Page excerpt:
>> start

PIDs roll over.  That already causes some ambiguity in reporting.  If a
system is constantly spawning and reaping containers, especially
single-process containers, I don't want to have to worry about that ID
rolling to keep track of it even though there should be audit records of
the spawn and death of each container.  There isn't significant cost
added here compared with some of the other overhead we're dealing with.

> > How do we deal with setns()?  Once it is determined that action is permitted,
> > given the new combinaiton of namespaces and potential membership in a different
> > container, record the transition from one container to another including all
> > namespaces if the latter are a different subset than the target container
> > initial set.
> 
> That is a fun one, isn't it?  I think this is where the container
> ID-to-definition mapping comes into play.  If setns() changes the
> process such that the existing container ID is no longer valid then we
> need to do a new lookup in the table to see if another container ID is
> valid; if no established container ID mappings are valid, the
> container ID becomes "undefined".

Hopefully we can design this stuff so that container IDs are still valid
while that transition occurs.

> paul moore

- RGB

--
Richard Guy Briggs <rgb-H+wXaHxf7aLQT0dZR+AlfA@public.gmane.org>
Sr. S/W Engineer, Kernel Security, Base Operating Systems
Remote, Ottawa, Red Hat Canada
IRC: rgb, SunRaycer
Voice: +1.647.777.2635, Internal: (81) 32635

Re: [PATCH 2/9] Implement containers as kernel objects

[Serge E. Hallyn]

Quoting Richard Guy Briggs (rgb-H+wXaHxf7aLQT0dZR+AlfA@public.gmane.org):
...
> > I believe we are going to need a container ID to container definition
> > (namespace, etc.) mapping mechanism regardless of if the container ID
> > is provided by userspace or a kernel generated serial number.  This
> > mapping should be recorded in the audit log when the container ID is
> > created/defined.
> 
> Agreed.
> 
> > > As was suggested in one of the previous threads, if there are any events not
> > > associated with a task (incoming network packets) we log the namespace ID and
> > > then only concern ourselves with its container serial number or container name
> > > once it becomes associated with a task at which point that tracking will be
> > > more important anyways.

>> end

Given entries:
>> start

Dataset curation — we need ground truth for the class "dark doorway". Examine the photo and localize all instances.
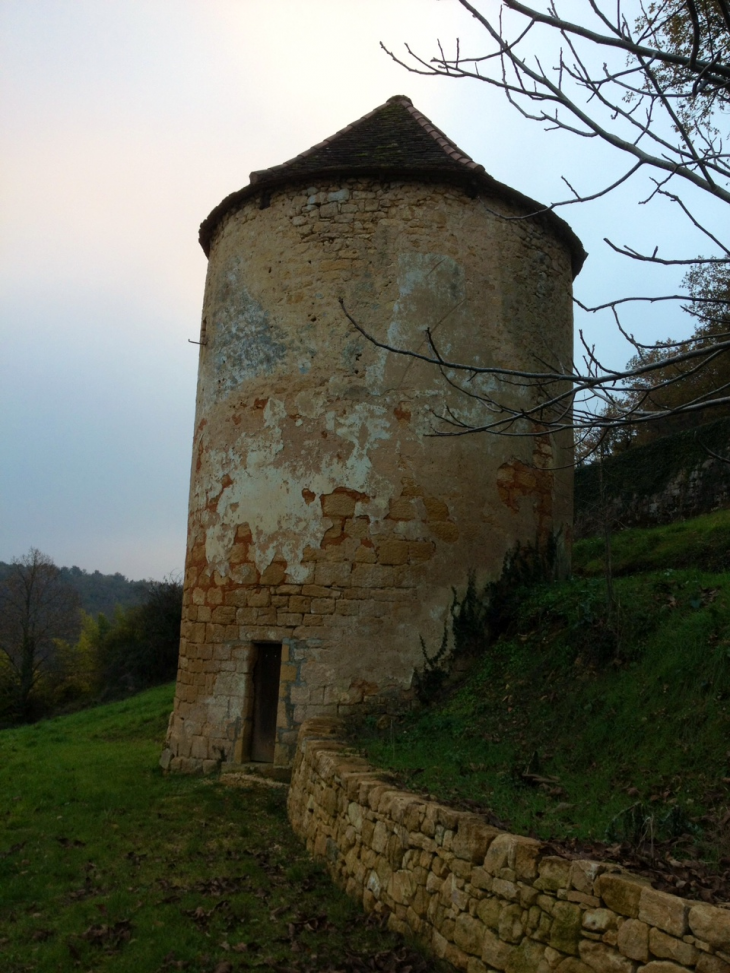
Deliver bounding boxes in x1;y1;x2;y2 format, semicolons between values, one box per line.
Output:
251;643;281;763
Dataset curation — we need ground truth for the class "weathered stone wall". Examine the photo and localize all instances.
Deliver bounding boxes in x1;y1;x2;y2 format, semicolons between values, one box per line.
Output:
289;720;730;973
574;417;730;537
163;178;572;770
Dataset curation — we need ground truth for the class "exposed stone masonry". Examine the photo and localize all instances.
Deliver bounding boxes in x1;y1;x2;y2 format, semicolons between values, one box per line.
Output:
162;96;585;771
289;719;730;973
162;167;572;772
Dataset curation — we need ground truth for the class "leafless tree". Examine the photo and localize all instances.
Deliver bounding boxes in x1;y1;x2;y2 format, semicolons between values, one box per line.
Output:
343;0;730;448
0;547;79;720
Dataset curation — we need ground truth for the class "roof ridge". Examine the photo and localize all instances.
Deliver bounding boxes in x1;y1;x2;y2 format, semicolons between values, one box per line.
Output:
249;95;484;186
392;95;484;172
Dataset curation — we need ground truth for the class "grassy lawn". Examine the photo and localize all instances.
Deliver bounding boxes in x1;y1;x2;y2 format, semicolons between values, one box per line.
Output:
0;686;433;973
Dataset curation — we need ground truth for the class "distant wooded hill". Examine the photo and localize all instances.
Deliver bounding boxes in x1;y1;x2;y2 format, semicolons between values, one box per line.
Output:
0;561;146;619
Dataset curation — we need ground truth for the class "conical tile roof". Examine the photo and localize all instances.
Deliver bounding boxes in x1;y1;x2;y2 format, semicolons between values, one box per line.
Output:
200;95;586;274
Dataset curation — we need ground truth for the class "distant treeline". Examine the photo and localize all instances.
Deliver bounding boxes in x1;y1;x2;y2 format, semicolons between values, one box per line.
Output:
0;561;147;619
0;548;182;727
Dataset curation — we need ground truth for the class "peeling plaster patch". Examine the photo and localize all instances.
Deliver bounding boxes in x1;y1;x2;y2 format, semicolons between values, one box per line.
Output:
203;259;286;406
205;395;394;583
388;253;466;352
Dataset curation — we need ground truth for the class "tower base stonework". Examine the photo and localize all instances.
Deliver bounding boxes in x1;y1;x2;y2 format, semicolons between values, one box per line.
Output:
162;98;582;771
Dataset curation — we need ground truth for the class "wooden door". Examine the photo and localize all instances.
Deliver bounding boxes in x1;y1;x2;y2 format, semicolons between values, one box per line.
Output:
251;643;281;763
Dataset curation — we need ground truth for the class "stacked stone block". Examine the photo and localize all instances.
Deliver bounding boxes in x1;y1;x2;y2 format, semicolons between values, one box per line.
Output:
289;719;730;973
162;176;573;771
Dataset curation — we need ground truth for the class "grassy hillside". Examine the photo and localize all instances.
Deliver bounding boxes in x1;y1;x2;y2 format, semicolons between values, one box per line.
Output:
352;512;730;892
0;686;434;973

>> end

Problem description:
Answer these questions about the container ID thread:
(a) What does the thread's first sentence say PIDs do?
(b) Under the discussion of setns(), what does the container ID become if no established container ID mappings are valid?
(c) When should the container ID to container definition mapping be recorded in the audit log?

Task answer:
(a) They roll over.
(b) It becomes "undefined".
(c) When the container ID is created/defined.